Using the text below on acting careers, explain in one to three sentences why an agent is not the engine of an actor's career.

-- BEGIN SOURCE --

An agent is not the engine of your career. They are a valve, not an oxygen tank. Their role is to channel what you have already made combustible. If the work inside you is not aflame, there is nothing for them to release. Too many actors confuse access with momentum, as though being submitted is itself a sign of vitality. But momentum belongs to you. It lives in your rehearsal, your practice, the scenes you carve out in cramped kitchens or over Zoom with a friend who believes in you. To lay the entirety of your future at the feet of an agent is to confuse administration with artistry.
This is not to diminish their importance. Representation matters. But representation is only as powerful as who it represents. The question, then, is not whether your agent is doing enough, but whether you are.
III Cannibals in the Forums, and the Allure of Scrap Knowledge
In the absence of auditions, actors gather in cavities. Subreddits, Discord channels, Facebook groups and online forums. Here, I too have gorged. On scraps that get exchanged like contraband: rumors of a Netflix open call, whispers of a casting director's email, screenshots of breakdowns with the confidential watermark still visible. There is tenderness here, make no mistake. Actors caring for one another in the dark, sharing crumbs so no one starves entirely. There is solidarity in the scavenging. But there is also danger. These spaces can become echo chambers of scarcity, where the hunger itself becomes contagious. You scroll, you compare, you calculate your failures against someone else’s fortune. You collect tips like relics, convinced that one more scrap of information will tilt the scale in your favor. It is a form of cannibalism, though gentle in its violence. We feed on each other’s despair, mistaking the act of searching for the act of becoming.
The truth is brutal: no amount of scrolling will substitute for practice. A list of auditions cannot make you more ready when one finally arrives. The forums are comfort, not cure. To confuse the two is to mistake noise for nourishment. If auditions are the exam, then the month leading up to it must be filled with study. And here is where the metaphor must cut deeper: you cannot cram for this kind of test. The actor who waits until a self tape request arrives to begin preparing is already too late. Discipline is not a virtue here; it is survival. In discussing the topic of this blog my colleague said something that split me open: “track your input, not your output”. Hours in practice. That is the metric that matters. Not how many auditions were granted, but how ready you are when one stumbles into your inbox.

-- END SOURCE --
-- BEGIN LISTED ENTRIES --

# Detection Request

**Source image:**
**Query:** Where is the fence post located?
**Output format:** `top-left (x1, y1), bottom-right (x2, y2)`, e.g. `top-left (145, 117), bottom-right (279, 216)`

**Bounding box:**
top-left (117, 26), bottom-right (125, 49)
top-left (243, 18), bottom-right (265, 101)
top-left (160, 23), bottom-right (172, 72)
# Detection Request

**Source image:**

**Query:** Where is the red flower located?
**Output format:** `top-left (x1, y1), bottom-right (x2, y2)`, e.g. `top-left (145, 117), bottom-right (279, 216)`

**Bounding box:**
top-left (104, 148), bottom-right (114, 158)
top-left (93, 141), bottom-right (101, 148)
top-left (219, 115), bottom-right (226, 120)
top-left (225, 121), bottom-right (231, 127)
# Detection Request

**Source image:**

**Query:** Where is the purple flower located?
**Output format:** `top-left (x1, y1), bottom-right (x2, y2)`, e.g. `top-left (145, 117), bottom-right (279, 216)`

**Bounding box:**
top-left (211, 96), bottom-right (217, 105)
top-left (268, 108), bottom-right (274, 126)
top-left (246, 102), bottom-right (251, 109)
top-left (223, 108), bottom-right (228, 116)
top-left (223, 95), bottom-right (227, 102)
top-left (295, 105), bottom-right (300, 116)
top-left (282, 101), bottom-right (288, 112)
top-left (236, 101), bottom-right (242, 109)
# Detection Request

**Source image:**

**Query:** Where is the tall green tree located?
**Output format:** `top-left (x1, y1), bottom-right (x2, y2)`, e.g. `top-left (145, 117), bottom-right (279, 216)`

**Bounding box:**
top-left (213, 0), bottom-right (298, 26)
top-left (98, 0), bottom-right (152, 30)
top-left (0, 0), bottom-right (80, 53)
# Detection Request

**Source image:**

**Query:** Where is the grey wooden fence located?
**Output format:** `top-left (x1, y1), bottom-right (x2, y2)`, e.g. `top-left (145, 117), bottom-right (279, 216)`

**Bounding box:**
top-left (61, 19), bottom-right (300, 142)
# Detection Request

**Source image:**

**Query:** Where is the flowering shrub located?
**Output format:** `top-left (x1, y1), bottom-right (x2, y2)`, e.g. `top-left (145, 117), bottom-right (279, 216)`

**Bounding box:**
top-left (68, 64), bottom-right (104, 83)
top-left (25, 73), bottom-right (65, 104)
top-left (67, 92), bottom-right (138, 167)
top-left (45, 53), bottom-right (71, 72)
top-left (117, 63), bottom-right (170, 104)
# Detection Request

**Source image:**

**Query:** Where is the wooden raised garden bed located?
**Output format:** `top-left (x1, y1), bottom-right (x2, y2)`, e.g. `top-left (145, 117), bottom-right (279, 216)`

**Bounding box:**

-- END LISTED ENTRIES --

> [RESULT] An agent is a valve rather than an oxygen tank, whose role is to channel what the actor has already made combustible. If the work inside the actor is not aflame, there is nothing for the agent to release, so the momentum belongs to the actor.